- [WHAT YOU WILL DO]: Extract each line of the items below that contains the word "game".

- [MATERIAL SHOWN]:
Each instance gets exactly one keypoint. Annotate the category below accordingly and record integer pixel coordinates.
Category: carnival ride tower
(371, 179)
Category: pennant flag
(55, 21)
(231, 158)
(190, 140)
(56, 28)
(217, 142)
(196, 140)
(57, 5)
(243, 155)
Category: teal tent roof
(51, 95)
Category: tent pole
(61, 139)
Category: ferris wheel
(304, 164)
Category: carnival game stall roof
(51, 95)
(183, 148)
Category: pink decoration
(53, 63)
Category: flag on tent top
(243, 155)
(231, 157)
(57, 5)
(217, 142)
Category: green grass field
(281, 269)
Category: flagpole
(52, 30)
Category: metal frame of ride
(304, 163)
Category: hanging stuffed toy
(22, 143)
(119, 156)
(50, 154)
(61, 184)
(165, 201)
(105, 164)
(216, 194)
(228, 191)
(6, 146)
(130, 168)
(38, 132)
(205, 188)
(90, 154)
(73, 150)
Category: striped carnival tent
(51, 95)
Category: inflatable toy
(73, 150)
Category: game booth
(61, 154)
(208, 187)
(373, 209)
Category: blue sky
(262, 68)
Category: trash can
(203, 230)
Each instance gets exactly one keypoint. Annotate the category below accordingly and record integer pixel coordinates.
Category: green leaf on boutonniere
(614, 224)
---
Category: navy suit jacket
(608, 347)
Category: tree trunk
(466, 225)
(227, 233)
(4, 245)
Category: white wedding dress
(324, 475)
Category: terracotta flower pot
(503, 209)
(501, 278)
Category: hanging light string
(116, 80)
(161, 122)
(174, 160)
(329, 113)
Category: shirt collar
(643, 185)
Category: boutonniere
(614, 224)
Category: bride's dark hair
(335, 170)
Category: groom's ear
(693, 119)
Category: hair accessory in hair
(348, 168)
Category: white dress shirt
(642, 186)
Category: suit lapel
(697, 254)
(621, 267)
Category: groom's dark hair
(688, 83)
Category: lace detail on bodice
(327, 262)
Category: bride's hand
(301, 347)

- [EXERCISE SOLUTION]:
Category: carnival game stall roof
Category: game booth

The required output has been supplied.